TASK DETAILS = Exactly the lines from the one containing "Question. The photograph above contains instances of the shallow" through the end of the data below are to be reproduced, and nothing besides them.

►

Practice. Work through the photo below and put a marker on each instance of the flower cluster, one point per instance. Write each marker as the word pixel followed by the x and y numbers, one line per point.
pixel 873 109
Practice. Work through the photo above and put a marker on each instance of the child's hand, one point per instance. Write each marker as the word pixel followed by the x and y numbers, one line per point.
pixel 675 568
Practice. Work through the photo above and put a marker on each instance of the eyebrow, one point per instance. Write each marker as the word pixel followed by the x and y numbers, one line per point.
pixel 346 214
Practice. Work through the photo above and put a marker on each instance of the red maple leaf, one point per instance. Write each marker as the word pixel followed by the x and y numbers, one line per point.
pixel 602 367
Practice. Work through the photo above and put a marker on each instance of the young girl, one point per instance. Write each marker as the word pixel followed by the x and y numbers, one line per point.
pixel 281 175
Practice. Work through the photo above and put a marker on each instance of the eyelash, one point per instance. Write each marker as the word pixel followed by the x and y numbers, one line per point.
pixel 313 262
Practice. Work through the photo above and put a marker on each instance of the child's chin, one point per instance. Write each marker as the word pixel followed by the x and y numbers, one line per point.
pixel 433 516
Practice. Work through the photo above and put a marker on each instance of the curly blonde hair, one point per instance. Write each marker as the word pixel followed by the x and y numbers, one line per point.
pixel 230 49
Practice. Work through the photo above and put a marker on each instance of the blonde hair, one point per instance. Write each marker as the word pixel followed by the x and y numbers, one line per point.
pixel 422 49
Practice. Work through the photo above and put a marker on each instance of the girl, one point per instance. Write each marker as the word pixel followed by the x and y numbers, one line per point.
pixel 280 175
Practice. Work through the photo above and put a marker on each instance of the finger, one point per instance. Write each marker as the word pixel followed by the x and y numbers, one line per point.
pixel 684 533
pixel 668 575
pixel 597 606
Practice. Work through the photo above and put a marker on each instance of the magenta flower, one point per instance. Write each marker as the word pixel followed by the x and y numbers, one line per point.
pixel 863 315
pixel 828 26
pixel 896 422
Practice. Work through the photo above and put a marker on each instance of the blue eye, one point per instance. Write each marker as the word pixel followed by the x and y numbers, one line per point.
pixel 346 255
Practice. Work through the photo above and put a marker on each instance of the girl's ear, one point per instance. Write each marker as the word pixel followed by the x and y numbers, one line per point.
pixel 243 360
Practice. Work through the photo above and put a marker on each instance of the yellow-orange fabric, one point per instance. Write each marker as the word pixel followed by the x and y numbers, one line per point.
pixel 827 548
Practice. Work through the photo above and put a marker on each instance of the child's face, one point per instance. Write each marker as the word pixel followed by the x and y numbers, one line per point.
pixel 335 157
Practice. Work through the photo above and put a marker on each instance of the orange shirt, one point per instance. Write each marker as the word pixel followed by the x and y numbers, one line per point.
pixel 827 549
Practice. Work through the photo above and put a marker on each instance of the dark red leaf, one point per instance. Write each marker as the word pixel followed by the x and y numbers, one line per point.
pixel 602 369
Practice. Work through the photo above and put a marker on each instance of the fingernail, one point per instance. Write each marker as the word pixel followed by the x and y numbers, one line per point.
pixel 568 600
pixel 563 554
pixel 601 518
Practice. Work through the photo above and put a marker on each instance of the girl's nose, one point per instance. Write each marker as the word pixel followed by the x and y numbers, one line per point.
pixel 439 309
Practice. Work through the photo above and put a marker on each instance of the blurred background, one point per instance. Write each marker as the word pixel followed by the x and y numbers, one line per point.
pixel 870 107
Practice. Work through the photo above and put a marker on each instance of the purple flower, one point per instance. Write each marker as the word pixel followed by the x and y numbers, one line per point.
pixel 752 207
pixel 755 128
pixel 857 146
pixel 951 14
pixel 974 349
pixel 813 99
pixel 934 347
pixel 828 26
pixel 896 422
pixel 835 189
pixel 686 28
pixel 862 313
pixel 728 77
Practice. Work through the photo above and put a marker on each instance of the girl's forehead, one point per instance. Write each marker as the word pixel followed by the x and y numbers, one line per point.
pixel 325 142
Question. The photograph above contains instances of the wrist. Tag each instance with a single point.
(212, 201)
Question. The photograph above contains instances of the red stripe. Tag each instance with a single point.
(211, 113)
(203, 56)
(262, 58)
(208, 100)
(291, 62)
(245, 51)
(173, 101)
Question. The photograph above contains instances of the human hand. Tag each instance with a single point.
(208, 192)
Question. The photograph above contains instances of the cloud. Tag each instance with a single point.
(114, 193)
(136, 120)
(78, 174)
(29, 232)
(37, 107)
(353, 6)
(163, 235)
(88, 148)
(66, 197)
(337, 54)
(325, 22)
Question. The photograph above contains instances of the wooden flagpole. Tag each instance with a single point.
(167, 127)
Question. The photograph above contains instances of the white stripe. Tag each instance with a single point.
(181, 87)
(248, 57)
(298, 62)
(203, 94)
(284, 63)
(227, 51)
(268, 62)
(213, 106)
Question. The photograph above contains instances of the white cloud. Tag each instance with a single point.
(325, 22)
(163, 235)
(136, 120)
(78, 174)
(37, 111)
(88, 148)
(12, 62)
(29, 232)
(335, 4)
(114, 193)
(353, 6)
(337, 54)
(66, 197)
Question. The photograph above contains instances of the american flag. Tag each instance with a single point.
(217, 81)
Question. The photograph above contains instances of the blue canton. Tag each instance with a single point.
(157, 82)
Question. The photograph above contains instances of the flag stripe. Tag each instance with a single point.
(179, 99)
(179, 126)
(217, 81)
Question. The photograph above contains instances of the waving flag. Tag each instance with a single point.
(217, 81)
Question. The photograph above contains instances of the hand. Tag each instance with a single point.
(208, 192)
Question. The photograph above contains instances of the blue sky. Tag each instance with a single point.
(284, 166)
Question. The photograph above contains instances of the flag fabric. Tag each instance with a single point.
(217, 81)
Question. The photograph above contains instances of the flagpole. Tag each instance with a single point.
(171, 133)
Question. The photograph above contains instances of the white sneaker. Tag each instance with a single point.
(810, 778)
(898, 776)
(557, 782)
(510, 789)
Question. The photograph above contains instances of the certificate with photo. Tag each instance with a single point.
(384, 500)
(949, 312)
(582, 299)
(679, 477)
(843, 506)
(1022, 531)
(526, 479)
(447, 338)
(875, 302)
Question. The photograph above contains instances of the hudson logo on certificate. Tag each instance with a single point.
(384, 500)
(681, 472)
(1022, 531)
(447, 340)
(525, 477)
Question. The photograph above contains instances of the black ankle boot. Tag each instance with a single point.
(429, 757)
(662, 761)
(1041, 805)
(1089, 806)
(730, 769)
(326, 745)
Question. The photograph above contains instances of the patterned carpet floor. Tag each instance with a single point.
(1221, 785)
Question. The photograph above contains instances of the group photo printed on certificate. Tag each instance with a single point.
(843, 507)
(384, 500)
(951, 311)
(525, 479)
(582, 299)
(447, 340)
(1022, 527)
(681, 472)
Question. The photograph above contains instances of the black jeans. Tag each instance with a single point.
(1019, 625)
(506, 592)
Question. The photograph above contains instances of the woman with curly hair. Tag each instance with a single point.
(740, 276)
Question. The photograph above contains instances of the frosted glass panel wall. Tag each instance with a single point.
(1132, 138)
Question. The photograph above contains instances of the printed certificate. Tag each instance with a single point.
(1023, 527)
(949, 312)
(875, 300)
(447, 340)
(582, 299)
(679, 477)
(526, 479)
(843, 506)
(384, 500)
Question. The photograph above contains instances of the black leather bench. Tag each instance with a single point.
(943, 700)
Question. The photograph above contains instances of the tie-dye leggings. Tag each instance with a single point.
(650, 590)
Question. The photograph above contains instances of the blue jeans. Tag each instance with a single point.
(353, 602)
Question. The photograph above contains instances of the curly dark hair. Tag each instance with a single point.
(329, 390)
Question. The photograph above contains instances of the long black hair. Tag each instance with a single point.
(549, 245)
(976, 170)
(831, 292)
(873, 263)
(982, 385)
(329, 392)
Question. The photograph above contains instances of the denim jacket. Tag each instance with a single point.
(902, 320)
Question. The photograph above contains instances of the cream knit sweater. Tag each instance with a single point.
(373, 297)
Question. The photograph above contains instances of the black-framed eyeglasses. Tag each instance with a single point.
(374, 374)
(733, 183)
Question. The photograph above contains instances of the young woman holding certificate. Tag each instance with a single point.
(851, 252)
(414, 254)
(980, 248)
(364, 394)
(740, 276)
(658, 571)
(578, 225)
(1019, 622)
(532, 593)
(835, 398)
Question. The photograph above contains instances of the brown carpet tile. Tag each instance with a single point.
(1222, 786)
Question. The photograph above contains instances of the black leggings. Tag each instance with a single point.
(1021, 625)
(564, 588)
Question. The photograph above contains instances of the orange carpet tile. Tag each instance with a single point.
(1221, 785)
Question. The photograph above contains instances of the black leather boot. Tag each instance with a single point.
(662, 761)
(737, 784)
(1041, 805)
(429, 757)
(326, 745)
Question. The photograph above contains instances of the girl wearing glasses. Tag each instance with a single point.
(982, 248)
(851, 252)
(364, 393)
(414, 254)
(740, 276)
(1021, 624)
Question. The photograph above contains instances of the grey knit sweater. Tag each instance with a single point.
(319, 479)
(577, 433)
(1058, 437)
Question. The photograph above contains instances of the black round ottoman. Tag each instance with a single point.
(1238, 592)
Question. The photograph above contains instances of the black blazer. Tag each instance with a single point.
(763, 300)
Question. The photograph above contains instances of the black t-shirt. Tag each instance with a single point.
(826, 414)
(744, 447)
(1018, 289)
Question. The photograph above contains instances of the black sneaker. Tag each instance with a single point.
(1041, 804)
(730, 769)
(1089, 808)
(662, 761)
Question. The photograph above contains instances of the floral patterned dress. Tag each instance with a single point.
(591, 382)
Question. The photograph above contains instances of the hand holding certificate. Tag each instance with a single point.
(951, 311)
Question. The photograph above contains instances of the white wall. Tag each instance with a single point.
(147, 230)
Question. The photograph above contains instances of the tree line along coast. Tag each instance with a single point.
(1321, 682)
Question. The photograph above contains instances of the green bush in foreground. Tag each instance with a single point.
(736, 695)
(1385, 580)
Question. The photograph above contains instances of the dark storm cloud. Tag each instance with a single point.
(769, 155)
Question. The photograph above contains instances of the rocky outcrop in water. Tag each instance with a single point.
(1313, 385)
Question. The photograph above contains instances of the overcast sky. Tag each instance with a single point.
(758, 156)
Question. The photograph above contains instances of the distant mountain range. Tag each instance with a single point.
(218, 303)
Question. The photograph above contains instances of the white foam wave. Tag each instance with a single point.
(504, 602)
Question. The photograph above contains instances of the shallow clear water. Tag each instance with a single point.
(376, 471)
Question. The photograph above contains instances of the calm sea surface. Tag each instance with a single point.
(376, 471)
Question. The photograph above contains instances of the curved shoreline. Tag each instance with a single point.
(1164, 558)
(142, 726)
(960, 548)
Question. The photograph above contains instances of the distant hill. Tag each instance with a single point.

◄

ANSWER =
Question. The photograph above contains instances of the shallow clear water. Tag each instance with a single point.
(376, 471)
Question. The photograph above contains instances of the calm sea surface. Tag each instance with a single point.
(376, 471)
Question. The photograph above contains instances of the curved shoreline. Tag each instance with a single point.
(1164, 558)
(142, 726)
(960, 548)
Question. The photograph above contains instances of the distant hill. Tag each instance with a single point.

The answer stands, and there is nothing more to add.